-- BEGIN Exercise materials --

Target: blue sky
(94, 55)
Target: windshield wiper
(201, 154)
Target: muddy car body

-- END Exercise materials --

Goal
Reproduce the data above line for line, changing nothing.

Finished answer
Target: blue sky
(94, 55)
Target: windshield wiper
(201, 154)
Target: muddy car body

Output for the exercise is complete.